DATA EXTRACTS »
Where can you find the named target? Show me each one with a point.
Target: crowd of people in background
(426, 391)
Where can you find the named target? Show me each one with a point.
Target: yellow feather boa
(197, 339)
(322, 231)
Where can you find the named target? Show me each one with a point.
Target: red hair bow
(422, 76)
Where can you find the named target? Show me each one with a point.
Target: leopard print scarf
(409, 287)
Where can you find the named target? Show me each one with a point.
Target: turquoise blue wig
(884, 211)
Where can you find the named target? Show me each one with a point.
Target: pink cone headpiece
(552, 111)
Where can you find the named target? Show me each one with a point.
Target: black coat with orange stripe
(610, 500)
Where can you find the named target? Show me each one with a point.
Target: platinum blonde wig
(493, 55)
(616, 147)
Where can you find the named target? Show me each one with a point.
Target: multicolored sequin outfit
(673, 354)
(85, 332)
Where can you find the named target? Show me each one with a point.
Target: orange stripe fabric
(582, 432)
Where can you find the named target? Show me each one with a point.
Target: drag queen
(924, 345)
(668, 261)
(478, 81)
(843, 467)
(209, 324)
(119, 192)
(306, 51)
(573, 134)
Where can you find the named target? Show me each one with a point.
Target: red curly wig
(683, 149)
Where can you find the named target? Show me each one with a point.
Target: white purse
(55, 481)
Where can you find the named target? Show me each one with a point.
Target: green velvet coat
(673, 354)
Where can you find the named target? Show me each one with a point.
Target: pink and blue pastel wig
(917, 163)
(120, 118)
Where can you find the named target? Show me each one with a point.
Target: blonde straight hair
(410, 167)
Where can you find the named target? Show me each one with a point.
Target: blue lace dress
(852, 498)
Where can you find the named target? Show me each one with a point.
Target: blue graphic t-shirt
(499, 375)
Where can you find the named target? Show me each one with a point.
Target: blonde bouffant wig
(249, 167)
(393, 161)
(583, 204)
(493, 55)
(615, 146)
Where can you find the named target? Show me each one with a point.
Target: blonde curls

WHAT YOU HAVE TO DO »
Reproduce the listing above word for word.

EXERCISE RESULT »
Where can you find the named target? Show me each one with a point.
Target: crowd of people in background
(426, 391)
Where can you find the named target? Show me each one with a point.
Target: yellow feather boa
(197, 339)
(322, 231)
Where can you find the named target? Show me each one with a point.
Target: red hair bow
(422, 76)
Where can you find the named target? Show me each one with a point.
Target: leopard print scarf
(409, 287)
Where can you find the named target? Show me each one with a point.
Target: turquoise blue wig
(884, 211)
Where can you find the named target? Show me each one with a point.
Target: pink cone headpiece
(552, 111)
Where can you find the named target? Show me each one with a point.
Target: black coat with orange stripe
(610, 500)
Where can you find the named target? Show me each one with a point.
Target: platinum blonde wig
(493, 55)
(616, 147)
Where can you find the named target? Show me each one with a point.
Target: multicolored sequin outfit
(673, 354)
(85, 332)
Where can you find the named target? Show me each one with a point.
Target: orange stripe fabric
(582, 432)
Where can you find the named target? Show me each one with a point.
Target: drag queen
(924, 345)
(668, 261)
(478, 81)
(843, 467)
(209, 324)
(119, 192)
(306, 51)
(573, 134)
Where can you find the named target? Show me each one with a point.
Target: red curly wig
(683, 149)
Where can you find the named target? Show me each one with a point.
Target: white purse
(55, 481)
Where can you find the named target? Show me each one with a point.
Target: green velvet coat
(673, 354)
Where can you find the named target? Show me each one with a point.
Target: pink and blue pastel wig
(917, 163)
(120, 118)
Where can you find the named target? Show me each one with a point.
Target: blonde straight hair
(410, 167)
Where can you find the named target? Show me each one with a point.
Target: blue lace dress
(852, 498)
Where can you find the named target? Show me each one with a point.
Target: blue graphic t-shirt
(499, 375)
Where can you find the named target? Show me each one with a point.
Target: blonde bouffant wig
(249, 167)
(393, 161)
(583, 204)
(493, 55)
(615, 146)
Where can you find the named target? Show me each one with a point.
Target: blonde curls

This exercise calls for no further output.